**TEXT PROVIDED**
We all have a picture of how our lives will turn out. And usually, we are wrong. I was wrong. I thought I had a pretty good idea of what some of the twists and turns ahead of me would be, but I actually had no idea.
For example, I have always loved the outdoors. I was excited about the idea of learning new skills, even though I wasn’t a master of anything. I loved the thrill and adventure of outdoor sports. Not team sports, but outside-the-box sports that push you mentally and physically. I was also passionate about young people and helping them heal and grow. I thought that one day I would combine these two passions and lead some kind of outdoor therapy program, maybe vocationally, or maybe I would just volunteer. I could see camping, whitewater rafting, hiking, rock climbing — all of it — being a part of this dream.
Looking back over my thirty-five years, I don’t have a lot of regrets. I have lived my life fully. For the first twenty-seven years of my life, I accepted opportunities to live faithfully outside my comfort zone, something I highly recommend. I have lived in multiple states and multiple countries as I have followed the Lord’s prompts. But this story proves that we can never know what the future holds for us. It may be different than we ever imagined, but that doesn’t mean it won’t be as good or even better than we imagined.
I talk a lot about medical things in the pages that follow, and while I have had to learn a lot, I do not claim to be an expert. I am not a medical professional, and in fact, most of what I know is from watching Grey’s Anatomy, searching Google, or relying on my own untrustworthy memories. I do not promise 100 percent accuracy in my knowledge of the medical world, but I do promise 100 percent honesty. I am a believer in Jesus Christ and in all that the Bible teaches about our Father God and His Son, Jesus. As you read, you’ll see my faith on full display through my story.

**Region pointing records**

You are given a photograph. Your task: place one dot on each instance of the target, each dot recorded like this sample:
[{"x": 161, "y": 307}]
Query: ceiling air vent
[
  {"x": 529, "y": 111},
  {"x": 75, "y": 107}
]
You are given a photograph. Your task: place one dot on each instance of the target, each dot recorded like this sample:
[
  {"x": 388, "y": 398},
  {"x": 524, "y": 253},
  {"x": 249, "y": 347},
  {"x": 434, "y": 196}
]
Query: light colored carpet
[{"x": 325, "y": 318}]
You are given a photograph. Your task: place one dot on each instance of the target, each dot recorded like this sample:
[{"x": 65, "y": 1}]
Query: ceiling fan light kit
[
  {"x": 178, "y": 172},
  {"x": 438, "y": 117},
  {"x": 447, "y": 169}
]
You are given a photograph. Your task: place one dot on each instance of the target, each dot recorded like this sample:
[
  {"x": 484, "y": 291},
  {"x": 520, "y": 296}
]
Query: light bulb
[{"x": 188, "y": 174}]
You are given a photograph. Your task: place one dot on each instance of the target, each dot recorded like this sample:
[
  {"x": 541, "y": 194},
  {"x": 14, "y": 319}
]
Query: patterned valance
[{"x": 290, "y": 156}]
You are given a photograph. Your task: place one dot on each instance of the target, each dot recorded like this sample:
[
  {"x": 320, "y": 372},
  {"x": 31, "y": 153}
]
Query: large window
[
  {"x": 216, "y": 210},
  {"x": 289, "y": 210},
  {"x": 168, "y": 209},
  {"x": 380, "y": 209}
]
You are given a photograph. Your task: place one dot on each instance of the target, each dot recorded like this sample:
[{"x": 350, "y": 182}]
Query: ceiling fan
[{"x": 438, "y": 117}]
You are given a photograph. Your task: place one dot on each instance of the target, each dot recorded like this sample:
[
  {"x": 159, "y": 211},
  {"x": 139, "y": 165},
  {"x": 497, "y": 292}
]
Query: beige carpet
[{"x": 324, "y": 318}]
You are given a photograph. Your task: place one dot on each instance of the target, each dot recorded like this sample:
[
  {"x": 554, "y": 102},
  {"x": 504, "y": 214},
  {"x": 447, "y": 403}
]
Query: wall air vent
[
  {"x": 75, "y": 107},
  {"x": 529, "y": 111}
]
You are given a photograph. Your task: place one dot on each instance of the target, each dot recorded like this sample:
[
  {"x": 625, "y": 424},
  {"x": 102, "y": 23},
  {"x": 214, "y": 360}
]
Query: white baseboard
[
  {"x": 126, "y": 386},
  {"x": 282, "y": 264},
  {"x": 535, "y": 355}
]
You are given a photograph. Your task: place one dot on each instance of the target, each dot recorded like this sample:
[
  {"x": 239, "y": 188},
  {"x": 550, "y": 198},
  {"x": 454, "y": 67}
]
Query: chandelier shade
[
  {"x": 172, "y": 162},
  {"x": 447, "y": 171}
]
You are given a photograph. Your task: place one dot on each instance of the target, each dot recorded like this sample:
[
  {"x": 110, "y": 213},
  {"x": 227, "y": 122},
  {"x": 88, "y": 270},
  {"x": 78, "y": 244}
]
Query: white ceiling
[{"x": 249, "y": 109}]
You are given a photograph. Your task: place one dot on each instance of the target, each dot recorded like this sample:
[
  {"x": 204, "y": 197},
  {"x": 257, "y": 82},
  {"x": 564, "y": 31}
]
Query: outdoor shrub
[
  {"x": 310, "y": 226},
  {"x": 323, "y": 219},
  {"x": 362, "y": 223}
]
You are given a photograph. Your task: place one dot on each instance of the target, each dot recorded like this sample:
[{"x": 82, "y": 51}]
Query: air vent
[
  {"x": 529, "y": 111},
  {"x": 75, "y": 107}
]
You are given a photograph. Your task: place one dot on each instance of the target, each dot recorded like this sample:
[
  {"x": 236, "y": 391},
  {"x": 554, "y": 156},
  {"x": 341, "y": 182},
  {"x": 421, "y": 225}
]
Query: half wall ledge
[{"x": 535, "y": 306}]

**WHAT NEEDS TO BE DONE**
Repeat the entire personal account above about life turning out differently than imagined, word for word.

**ANSWER TO THIS TASK**
We all have a picture of how our lives will turn out. And usually, we are wrong. I was wrong. I thought I had a pretty good idea of what some of the twists and turns ahead of me would be, but I actually had no idea.
For example, I have always loved the outdoors. I was excited about the idea of learning new skills, even though I wasn’t a master of anything. I loved the thrill and adventure of outdoor sports. Not team sports, but outside-the-box sports that push you mentally and physically. I was also passionate about young people and helping them heal and grow. I thought that one day I would combine these two passions and lead some kind of outdoor therapy program, maybe vocationally, or maybe I would just volunteer. I could see camping, whitewater rafting, hiking, rock climbing — all of it — being a part of this dream.
Looking back over my thirty-five years, I don’t have a lot of regrets. I have lived my life fully. For the first twenty-seven years of my life, I accepted opportunities to live faithfully outside my comfort zone, something I highly recommend. I have lived in multiple states and multiple countries as I have followed the Lord’s prompts. But this story proves that we can never know what the future holds for us. It may be different than we ever imagined, but that doesn’t mean it won’t be as good or even better than we imagined.
I talk a lot about medical things in the pages that follow, and while I have had to learn a lot, I do not claim to be an expert. I am not a medical professional, and in fact, most of what I know is from watching Grey’s Anatomy, searching Google, or relying on my own untrustworthy memories. I do not promise 100 percent accuracy in my knowledge of the medical world, but I do promise 100 percent honesty. I am a believer in Jesus Christ and in all that the Bible teaches about our Father God and His Son, Jesus. As you read, you’ll see my faith on full display through my story.